### TASK TO CARRY OUT
Print exactly, and only, the lines running from the line containing "Practice step: find the plastic" through the end of the records below.

· · · · · · ·

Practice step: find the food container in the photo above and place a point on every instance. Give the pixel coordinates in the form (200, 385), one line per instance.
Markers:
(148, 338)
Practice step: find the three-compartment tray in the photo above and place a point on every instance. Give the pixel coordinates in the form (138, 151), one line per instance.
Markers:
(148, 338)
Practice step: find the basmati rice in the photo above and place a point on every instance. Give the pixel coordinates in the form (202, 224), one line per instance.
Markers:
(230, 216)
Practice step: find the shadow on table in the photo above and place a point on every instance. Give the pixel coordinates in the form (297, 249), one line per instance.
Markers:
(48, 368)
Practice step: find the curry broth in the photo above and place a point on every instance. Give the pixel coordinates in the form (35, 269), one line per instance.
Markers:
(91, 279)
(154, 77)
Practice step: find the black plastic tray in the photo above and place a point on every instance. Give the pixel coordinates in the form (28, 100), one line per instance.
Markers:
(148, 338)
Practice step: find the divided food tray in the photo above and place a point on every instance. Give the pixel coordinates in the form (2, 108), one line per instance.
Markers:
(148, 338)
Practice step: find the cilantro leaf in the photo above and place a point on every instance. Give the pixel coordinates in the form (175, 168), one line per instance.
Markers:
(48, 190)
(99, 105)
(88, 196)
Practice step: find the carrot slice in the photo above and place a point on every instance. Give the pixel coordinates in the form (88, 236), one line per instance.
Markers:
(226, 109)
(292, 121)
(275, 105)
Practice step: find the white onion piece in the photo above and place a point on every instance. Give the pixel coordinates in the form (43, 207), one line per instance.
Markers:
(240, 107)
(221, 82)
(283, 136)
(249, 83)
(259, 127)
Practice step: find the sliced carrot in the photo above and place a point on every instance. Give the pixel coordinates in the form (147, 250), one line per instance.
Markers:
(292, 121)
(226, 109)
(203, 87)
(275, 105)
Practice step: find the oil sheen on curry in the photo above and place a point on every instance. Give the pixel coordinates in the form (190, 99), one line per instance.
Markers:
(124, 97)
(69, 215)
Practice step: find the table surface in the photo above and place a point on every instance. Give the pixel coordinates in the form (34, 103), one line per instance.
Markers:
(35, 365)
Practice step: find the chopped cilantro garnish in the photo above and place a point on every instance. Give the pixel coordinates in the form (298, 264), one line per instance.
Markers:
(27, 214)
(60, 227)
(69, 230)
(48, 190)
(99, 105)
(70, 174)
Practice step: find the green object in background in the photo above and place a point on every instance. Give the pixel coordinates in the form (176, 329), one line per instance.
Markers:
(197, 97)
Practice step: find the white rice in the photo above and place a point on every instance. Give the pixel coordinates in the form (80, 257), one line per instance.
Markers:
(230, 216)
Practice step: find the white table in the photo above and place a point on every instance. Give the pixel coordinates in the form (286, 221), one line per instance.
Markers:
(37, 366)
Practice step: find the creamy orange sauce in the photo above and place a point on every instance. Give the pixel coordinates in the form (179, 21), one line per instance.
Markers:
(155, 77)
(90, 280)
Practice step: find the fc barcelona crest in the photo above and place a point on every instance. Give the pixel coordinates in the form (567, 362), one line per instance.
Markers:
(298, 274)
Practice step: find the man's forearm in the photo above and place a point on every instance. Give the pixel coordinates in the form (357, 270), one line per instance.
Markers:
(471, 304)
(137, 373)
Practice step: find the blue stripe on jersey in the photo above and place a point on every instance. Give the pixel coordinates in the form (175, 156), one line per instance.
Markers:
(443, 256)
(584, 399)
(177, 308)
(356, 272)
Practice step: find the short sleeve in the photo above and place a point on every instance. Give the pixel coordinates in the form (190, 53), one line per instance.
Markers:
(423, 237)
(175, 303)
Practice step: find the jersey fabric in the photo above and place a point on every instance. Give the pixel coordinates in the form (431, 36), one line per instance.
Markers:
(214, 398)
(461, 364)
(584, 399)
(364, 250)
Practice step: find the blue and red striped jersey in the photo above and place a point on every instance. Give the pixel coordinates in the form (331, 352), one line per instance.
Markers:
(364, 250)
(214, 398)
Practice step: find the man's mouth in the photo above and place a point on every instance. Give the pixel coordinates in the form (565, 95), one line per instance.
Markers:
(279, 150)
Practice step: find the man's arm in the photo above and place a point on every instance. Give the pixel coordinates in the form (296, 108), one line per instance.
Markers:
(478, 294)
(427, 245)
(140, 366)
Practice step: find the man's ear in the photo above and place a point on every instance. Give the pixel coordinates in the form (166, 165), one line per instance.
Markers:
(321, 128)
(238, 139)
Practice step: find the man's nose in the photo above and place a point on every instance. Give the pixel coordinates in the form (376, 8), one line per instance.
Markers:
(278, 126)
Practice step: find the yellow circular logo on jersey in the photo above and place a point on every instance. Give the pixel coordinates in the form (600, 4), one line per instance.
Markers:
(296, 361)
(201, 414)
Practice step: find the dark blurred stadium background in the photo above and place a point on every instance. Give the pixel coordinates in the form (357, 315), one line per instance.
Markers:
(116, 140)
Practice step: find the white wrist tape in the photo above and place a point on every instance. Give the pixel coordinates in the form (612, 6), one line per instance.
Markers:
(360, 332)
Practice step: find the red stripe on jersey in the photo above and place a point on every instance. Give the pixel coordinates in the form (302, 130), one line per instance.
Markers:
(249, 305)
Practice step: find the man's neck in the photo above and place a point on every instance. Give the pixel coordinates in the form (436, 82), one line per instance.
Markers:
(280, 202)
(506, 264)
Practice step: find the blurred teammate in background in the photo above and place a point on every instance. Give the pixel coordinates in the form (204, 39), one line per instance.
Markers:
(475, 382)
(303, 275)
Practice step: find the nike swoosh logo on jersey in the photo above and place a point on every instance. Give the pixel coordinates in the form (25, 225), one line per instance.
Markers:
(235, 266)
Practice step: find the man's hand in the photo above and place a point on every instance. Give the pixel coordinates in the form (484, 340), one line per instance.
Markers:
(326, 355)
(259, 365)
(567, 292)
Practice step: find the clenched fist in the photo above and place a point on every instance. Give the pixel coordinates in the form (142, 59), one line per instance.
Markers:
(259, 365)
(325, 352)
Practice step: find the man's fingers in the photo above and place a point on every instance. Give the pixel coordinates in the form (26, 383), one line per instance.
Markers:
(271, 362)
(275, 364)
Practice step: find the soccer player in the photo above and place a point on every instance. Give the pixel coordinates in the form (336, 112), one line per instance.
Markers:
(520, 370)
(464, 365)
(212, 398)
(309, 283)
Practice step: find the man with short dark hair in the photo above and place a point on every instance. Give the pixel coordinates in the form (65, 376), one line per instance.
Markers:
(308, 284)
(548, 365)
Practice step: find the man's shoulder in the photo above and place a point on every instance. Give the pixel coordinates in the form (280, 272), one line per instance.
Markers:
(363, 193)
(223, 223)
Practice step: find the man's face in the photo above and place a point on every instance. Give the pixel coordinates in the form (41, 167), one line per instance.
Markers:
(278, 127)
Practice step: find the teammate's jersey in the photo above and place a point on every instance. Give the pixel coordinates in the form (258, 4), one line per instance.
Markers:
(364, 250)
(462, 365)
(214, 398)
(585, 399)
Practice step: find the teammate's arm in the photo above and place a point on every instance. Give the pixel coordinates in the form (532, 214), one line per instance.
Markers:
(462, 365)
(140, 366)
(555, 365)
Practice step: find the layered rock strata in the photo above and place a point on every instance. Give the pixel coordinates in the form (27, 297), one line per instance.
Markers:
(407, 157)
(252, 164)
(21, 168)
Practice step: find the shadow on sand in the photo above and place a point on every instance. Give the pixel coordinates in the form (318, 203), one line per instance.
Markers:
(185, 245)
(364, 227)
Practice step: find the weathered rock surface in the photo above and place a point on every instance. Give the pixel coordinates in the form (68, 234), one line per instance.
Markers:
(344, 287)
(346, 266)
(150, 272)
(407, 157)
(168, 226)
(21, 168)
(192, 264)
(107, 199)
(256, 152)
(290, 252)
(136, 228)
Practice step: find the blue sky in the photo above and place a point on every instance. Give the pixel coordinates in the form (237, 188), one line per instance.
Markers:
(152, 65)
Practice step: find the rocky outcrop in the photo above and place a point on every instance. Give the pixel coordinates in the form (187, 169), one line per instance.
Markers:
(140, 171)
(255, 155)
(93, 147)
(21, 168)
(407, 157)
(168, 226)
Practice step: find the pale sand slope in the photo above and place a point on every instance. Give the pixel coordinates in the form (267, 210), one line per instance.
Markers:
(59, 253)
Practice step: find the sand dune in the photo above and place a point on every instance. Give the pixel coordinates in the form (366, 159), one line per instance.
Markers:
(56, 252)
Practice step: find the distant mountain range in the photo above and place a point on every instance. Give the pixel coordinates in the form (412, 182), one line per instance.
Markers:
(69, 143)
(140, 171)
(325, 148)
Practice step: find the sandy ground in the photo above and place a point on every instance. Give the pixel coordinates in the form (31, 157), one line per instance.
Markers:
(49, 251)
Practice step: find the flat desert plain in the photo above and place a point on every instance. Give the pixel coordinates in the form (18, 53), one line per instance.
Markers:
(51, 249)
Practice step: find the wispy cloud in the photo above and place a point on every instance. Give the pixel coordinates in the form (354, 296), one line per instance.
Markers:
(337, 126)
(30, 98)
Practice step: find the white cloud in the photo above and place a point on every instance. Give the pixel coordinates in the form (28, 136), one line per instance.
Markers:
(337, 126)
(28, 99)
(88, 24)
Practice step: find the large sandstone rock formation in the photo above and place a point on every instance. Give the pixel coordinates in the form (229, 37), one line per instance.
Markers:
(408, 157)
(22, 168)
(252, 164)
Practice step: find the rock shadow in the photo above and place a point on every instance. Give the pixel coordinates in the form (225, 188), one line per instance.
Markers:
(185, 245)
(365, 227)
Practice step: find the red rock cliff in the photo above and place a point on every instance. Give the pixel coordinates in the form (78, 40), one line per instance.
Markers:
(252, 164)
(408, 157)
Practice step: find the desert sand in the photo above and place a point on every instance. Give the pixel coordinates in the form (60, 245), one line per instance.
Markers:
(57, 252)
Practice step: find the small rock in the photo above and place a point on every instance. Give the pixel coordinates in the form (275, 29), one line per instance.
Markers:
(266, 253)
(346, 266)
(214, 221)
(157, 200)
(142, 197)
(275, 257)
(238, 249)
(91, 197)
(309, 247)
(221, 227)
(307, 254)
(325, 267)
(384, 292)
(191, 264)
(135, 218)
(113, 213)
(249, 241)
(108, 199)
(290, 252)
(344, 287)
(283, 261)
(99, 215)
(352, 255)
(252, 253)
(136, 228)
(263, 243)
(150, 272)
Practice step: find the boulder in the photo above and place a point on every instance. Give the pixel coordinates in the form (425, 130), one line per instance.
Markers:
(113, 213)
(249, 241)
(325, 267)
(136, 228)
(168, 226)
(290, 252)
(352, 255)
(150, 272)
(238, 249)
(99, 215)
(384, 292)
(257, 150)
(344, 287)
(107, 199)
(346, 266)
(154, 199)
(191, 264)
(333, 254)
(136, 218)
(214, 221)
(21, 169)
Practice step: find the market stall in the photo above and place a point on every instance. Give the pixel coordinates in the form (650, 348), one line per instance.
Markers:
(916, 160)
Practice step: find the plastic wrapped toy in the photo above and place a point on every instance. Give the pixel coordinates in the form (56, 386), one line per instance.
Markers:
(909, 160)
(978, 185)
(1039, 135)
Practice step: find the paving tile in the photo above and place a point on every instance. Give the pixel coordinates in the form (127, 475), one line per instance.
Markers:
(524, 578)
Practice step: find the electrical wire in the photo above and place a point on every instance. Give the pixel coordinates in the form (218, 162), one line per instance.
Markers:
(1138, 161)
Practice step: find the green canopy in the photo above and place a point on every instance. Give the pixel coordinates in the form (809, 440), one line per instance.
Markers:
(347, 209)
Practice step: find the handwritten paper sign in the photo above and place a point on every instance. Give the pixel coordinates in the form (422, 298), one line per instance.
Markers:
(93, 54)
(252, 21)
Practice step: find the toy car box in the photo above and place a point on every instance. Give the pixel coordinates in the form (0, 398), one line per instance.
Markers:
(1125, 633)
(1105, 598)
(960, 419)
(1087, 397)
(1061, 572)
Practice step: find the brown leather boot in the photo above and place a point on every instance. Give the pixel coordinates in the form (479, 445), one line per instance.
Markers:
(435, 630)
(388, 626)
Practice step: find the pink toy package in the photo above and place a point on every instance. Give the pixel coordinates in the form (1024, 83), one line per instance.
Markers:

· · · · · · ·

### PROBLEM SOLUTION
Practice step: find the plastic wrapped toy in the photo above and place a point on every instance. Give the pixel coordinates in the form (56, 386), one line per instance.
Markers:
(909, 160)
(978, 185)
(1039, 135)
Practice step: find the paving tile in the photo above and place a point on every instance. Give the pixel coordinates in the form (127, 475), one line per instance.
Markers:
(524, 578)
Practice step: find the electrical wire in the photo above and place a point on every instance. Give the pixel coordinates in the form (218, 162), one line per instance.
Markers:
(1138, 161)
Practice step: find the green canopy in the photo above and place a point on every instance. Give the pixel coordinates in the form (809, 440), one line per instance.
Markers:
(347, 209)
Practice step: find the handwritten paper sign in the photo above and place a point on every instance. Give the pixel coordinates in the form (422, 298), one line per instance.
Markers:
(93, 54)
(252, 21)
Practice step: find the toy car box in the photo above and place a point on every instance. Give the pixel coordinates in the form (0, 398), one line per instance.
Markers:
(1125, 633)
(1105, 598)
(960, 419)
(1087, 397)
(1061, 572)
Practice step: find the brown leather boot in the photo above and place a point on every instance. Give the pixel coordinates in the form (479, 445), one line per instance.
Markers:
(435, 630)
(388, 626)
Practice step: find the pink toy package in the photo above and place a point on every instance. Give the pixel coordinates in the form (1024, 83), one line per instance.
Markers:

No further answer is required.